## TASK STATEMENT
Exactly reproduce the line that contains "Note: mark the bridge roadway" and all lines after it in the entries below, through the very last line.

## DATA ROWS
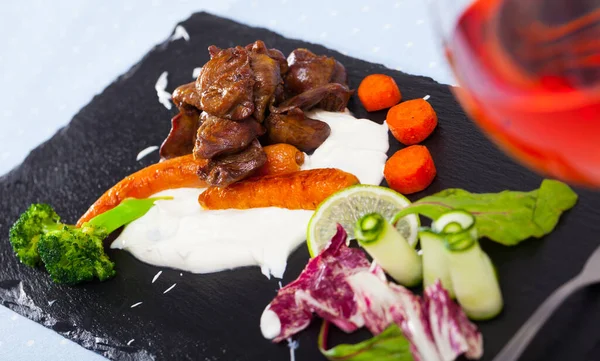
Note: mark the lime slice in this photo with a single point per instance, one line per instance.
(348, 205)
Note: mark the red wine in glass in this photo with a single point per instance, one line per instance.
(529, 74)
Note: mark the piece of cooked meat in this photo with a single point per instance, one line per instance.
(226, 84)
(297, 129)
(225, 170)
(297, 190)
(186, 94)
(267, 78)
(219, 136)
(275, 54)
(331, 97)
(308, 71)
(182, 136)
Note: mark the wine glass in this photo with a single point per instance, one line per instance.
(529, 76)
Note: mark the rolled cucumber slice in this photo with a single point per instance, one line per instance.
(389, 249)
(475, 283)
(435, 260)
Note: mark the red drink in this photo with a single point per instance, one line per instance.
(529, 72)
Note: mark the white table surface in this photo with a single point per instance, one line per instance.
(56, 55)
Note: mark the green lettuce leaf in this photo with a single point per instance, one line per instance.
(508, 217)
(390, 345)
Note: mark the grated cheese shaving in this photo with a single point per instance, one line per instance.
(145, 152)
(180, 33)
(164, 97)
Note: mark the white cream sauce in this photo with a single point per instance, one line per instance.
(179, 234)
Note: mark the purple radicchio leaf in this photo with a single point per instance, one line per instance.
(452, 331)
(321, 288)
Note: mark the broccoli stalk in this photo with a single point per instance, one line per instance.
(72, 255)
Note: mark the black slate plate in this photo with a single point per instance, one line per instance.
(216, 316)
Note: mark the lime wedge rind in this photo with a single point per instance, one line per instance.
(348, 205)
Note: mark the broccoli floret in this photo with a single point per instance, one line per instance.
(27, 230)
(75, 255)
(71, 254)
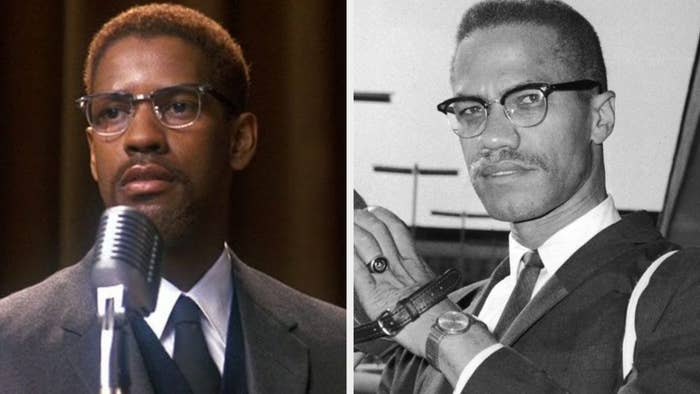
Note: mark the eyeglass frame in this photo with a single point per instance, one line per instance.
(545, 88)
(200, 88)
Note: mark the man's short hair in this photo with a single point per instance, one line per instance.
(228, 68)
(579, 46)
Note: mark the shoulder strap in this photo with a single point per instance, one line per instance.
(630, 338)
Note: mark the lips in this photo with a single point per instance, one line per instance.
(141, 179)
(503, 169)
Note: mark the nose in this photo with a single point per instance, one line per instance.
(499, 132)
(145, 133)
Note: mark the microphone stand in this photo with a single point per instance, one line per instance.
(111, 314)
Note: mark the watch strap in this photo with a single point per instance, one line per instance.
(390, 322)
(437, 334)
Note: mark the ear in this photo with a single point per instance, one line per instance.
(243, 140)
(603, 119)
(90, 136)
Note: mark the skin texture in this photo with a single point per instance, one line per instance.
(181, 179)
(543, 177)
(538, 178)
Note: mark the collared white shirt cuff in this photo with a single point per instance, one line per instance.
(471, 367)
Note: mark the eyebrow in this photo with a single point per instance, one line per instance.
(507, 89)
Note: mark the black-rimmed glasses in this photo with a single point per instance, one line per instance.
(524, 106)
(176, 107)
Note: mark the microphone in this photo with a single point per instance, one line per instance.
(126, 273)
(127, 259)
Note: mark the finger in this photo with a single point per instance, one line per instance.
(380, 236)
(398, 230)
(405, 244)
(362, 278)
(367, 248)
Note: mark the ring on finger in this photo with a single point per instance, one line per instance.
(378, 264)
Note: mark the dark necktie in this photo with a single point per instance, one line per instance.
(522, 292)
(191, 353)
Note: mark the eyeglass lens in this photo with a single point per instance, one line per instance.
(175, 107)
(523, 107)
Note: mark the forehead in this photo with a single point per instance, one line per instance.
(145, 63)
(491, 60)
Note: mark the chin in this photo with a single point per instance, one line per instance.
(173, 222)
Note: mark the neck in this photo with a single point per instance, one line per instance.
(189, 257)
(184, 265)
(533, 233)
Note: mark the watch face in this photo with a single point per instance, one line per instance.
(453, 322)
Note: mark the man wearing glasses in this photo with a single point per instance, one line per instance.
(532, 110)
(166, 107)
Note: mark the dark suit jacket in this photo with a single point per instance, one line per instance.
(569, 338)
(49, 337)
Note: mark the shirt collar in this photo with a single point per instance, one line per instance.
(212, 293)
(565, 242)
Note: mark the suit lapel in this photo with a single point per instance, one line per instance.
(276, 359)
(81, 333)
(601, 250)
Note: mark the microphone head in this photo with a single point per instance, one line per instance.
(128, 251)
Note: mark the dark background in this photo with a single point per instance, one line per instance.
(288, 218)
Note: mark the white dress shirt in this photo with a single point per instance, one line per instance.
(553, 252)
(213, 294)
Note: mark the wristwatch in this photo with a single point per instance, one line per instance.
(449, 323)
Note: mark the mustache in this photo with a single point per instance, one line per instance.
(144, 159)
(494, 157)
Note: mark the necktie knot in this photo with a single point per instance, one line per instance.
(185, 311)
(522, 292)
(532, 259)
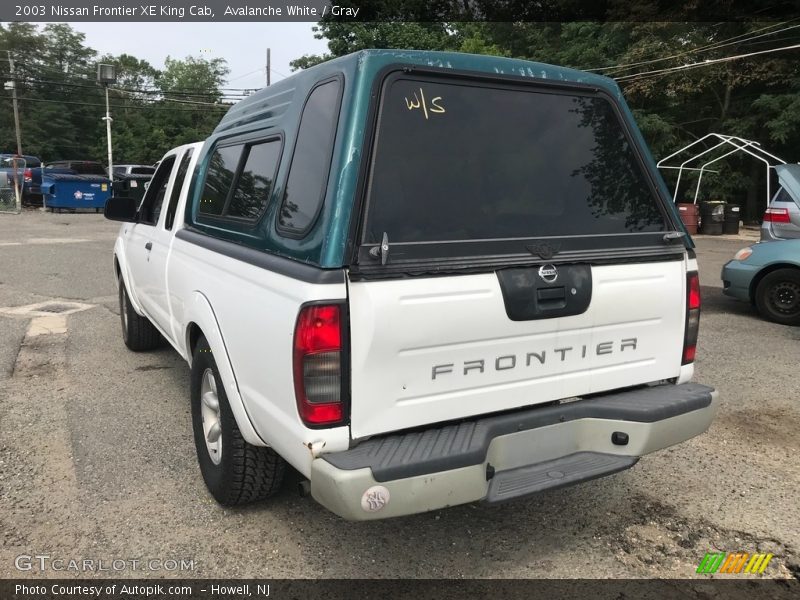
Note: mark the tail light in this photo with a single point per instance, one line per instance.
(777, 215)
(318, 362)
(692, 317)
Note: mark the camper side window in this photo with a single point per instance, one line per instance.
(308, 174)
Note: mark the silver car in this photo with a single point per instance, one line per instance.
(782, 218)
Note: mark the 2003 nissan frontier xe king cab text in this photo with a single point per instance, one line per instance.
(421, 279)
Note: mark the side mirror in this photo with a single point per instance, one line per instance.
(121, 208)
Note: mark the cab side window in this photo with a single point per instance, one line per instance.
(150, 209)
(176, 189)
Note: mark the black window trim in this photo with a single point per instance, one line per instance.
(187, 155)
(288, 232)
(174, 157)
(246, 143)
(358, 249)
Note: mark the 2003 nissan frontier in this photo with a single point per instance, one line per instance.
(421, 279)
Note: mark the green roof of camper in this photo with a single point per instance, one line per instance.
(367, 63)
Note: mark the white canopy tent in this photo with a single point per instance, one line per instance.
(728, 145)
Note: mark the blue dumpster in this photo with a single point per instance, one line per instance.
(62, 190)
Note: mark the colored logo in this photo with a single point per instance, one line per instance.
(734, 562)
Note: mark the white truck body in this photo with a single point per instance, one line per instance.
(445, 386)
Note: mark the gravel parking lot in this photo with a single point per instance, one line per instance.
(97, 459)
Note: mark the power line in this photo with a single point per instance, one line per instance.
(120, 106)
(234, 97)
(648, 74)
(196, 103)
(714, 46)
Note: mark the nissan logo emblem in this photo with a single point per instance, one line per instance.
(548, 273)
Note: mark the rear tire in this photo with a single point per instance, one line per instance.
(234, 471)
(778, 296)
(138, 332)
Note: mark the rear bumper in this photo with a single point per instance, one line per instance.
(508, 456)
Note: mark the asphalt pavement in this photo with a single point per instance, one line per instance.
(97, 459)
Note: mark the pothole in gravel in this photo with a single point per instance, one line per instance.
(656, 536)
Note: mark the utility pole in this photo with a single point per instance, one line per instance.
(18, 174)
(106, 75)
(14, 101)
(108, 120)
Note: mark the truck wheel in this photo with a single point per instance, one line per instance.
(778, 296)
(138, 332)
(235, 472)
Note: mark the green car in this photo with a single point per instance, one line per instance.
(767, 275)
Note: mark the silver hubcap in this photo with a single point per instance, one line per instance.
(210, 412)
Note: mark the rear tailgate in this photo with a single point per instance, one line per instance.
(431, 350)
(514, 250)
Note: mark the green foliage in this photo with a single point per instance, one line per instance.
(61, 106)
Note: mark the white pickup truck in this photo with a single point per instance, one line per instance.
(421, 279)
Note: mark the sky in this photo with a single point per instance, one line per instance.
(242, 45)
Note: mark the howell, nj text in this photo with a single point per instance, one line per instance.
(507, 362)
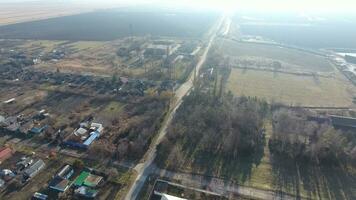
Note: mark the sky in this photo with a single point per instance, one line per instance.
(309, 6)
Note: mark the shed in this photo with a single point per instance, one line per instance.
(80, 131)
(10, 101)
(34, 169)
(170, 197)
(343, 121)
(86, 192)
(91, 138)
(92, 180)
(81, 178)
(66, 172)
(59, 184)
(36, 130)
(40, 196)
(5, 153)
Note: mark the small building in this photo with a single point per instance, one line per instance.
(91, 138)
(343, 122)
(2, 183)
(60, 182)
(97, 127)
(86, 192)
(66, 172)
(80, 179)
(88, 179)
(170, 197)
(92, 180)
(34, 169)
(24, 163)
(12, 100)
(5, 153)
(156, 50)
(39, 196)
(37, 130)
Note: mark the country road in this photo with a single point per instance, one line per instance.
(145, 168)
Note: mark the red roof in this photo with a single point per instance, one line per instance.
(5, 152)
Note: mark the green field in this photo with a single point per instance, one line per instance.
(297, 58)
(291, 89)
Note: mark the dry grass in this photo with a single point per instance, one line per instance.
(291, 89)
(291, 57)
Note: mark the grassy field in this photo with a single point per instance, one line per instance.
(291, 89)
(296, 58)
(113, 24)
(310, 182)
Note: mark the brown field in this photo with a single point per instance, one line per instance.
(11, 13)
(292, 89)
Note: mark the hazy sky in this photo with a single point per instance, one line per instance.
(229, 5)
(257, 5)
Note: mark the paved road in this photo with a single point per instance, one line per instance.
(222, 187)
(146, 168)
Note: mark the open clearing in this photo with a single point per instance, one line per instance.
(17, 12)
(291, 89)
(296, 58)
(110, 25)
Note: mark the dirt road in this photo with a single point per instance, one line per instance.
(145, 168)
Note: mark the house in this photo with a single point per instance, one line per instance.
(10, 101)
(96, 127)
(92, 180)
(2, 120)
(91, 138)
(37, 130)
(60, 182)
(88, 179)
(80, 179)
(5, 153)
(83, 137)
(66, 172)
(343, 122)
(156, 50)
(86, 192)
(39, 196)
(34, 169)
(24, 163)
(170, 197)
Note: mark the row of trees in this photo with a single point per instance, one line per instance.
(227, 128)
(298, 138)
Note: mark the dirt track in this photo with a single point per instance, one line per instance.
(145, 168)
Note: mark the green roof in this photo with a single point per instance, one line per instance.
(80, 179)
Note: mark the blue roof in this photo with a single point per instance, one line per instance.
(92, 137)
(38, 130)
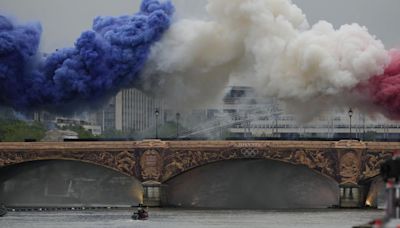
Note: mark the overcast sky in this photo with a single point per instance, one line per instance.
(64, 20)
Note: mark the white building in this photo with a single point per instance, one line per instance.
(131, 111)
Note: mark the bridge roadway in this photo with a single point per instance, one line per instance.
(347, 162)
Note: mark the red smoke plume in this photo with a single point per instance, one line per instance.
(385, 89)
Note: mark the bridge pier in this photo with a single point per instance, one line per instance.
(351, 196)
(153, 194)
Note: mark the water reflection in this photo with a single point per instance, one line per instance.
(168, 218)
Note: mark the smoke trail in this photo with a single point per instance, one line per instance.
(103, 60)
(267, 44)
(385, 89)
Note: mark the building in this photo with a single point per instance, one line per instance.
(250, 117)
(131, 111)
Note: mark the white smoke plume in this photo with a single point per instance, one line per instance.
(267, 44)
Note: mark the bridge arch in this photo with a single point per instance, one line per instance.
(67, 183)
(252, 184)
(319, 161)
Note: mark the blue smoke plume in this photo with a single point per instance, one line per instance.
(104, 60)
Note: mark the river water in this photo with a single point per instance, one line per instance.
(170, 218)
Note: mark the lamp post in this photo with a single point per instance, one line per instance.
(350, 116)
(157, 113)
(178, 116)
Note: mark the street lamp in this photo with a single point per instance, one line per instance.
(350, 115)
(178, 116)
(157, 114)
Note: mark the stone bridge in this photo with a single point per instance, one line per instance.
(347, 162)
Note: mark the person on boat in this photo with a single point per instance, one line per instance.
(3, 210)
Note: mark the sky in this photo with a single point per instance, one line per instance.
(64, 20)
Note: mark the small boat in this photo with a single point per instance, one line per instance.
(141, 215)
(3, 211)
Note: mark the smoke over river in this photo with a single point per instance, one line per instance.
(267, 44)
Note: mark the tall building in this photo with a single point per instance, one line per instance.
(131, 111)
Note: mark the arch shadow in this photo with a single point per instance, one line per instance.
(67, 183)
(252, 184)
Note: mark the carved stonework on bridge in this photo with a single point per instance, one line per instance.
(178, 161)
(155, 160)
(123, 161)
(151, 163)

## THE COMPLETED TASK
Note: mark the bridge roadway in this photo with a single point per instance, one line per instance.
(347, 162)
Note: mark the red smoke plume in this photo with a single point per instance, one line per instance.
(385, 89)
Note: mark the bridge pier in this photo with a single point per instance, one line per instance.
(351, 196)
(153, 194)
Note: mark the water reflection in this photo with a single point per instance, one line per instance.
(168, 218)
Note: mark the smoke trail in this photo with a single point per instance, one line per instance.
(103, 60)
(267, 44)
(385, 89)
Note: mark the building in this photo with a single point per instance, one line per instance.
(250, 117)
(131, 111)
Note: mark the white smoke plume in this photo with a single point per instance, one line per instance.
(267, 44)
Note: mark the bridge arch in this photo with a single point per instance, one line per instance.
(67, 183)
(252, 184)
(319, 161)
Note: mark the blue smoke plume in this photo with a single point per instance, one line per instance.
(104, 60)
Note: mark the river water in this photo with a single point per instance, one line per instance.
(170, 218)
Note: mark the lamp post in this photo with a single point per instance, one line per instance.
(350, 116)
(157, 113)
(178, 116)
Note: mark the street lamp in this photo with a single point per instance, one line per instance.
(350, 115)
(178, 116)
(157, 114)
Note: mark the stone bridge in this photo with a single point per instance, one line per instance.
(347, 162)
Note: mark the person on boat in this photo with a single point per instance, one line per instance.
(3, 210)
Note: mark the sky in this photo with a single point per instance, one line per instance.
(64, 20)
Note: mark the small boat in this photo with a single point per instance, one line per instance.
(141, 215)
(3, 211)
Note: mark the smoke over river in this photo with a single point per instance, one line per instance.
(267, 44)
Note: mark the tall building in this photo with a single point per instance, one line per instance.
(131, 111)
Note: mark the arch shadow in this photo with a single point per instance, one line per instance.
(67, 183)
(252, 184)
Note: mark the carved stonework on bridge in this photo with a single point per instance, one line per instance.
(178, 161)
(155, 160)
(123, 161)
(151, 163)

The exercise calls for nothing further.